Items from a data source
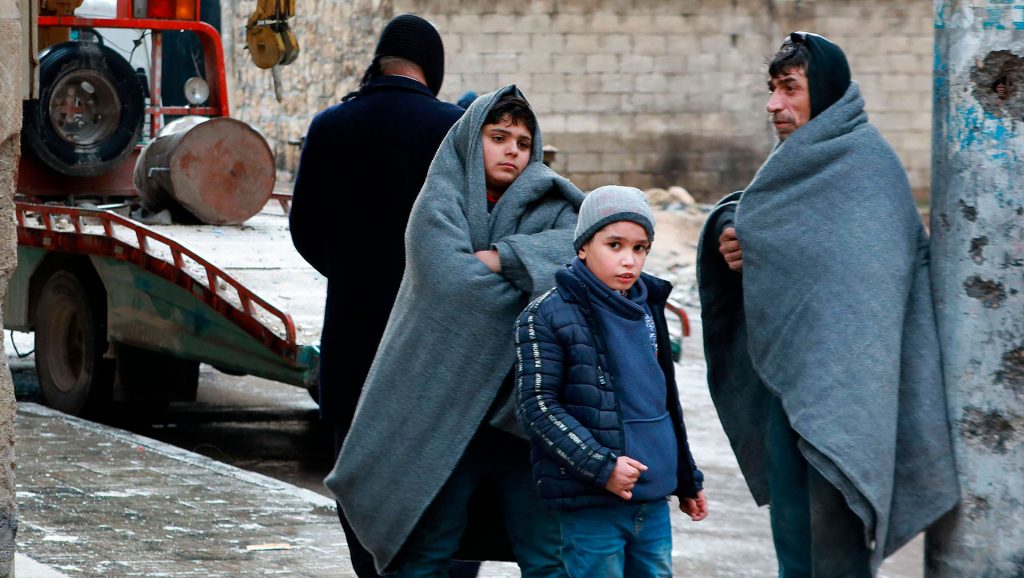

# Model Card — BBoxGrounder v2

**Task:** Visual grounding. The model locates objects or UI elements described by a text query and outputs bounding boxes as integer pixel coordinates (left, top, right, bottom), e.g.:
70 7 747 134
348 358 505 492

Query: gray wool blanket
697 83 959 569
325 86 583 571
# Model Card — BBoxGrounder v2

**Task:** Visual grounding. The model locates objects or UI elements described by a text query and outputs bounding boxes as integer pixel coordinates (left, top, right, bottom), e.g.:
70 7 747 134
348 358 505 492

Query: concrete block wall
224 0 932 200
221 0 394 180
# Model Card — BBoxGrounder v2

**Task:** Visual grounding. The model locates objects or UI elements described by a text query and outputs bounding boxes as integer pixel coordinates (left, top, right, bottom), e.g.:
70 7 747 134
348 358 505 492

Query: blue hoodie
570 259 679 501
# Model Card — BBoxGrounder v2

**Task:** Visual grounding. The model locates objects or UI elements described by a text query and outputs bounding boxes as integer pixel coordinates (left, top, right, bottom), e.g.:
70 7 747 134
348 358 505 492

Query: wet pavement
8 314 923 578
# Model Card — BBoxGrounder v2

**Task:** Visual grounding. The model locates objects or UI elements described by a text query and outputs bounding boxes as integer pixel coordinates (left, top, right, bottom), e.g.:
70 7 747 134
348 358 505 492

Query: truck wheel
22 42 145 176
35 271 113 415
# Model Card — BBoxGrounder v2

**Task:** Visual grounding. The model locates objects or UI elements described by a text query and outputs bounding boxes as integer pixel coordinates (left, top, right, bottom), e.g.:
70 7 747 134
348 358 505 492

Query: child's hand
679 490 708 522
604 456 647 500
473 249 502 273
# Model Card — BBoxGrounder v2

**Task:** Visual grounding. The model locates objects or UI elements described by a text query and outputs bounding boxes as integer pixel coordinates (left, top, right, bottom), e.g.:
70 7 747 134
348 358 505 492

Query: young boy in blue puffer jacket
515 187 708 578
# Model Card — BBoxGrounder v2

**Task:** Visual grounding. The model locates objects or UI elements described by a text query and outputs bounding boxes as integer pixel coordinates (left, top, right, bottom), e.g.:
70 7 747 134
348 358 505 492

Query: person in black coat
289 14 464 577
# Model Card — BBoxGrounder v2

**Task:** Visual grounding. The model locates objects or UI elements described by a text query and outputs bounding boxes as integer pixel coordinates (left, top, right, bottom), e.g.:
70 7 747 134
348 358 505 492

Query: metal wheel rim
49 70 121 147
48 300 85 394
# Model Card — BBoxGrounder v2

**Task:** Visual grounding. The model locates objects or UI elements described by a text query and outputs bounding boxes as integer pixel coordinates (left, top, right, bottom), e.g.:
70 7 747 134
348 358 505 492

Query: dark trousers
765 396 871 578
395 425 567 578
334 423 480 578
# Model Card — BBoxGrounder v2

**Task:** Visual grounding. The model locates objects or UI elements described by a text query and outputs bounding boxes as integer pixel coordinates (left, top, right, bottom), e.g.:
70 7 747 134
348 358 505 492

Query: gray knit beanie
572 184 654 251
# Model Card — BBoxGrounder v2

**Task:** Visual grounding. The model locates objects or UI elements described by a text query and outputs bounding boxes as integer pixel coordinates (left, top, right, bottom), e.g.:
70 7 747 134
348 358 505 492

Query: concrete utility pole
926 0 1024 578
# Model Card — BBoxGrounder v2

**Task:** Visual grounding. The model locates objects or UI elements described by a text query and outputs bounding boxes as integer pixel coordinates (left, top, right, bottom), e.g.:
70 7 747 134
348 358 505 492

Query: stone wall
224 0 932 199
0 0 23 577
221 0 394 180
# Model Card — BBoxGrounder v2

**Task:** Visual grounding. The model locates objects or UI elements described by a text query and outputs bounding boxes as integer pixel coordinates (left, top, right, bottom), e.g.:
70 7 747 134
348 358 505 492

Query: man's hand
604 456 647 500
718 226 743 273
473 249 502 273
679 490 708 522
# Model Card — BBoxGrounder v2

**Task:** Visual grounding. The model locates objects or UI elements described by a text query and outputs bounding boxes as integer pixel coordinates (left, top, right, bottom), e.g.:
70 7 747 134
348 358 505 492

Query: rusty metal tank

**EXERCISE OBJECTIVE**
Reproduce the items line for line, from the very first one down through the line containing "35 271 113 415", with that line included, and leave the pictures out of your answer.

**SOLUTION TO THIS TASK**
# Model Card — BBoxGrounder v2

**Task:** Visual grounding. The model locates objects or UI elements described by a text query and outputs bounding boxes as integer pixel coordinates (left, top, right, bottom), e.g.:
70 7 747 134
348 358 505 492

Query: gray wool blanket
697 83 959 569
325 86 583 571
# Model Card — BBoxGrounder v2

**Task:** Visual grounding. The model locates objects or UI elements described by a text query and outputs bounding boxes as integer pixel coordinates (left, top, right, bottom), e.g.:
70 7 747 134
348 358 505 492

Query: concrete block wall
224 0 932 200
221 0 394 180
# Model Card — BBoxGrounder v2

**Task:** Visual grounding. The model locates objects or UI elements described by a text query and outputs bounding boxes as integer pixel coordinates (left, top, right, bottom), e.g.:
70 7 747 134
348 358 505 492

Query: blue hoodie
570 259 679 501
# Model Card — BBoxGrounder v2

**Task:** Visual grounding. The model locates objects or UI elements described by a text query and outputs bounding boxes as integer pixel coordinates (left, top, right, bottom), e.g.:
70 7 747 134
348 358 505 492

Query: wet pavement
8 314 923 578
# Model Card — BBoxGrounder v2

**Task:** Visual grounding. The model locates objects or UI elements described by a text query and outputs bounding boxes as integer pixel coordinates (left, top, right, bottom), e.g.:
70 7 747 134
348 358 505 492

Query: truck wheel
22 42 145 176
35 271 113 415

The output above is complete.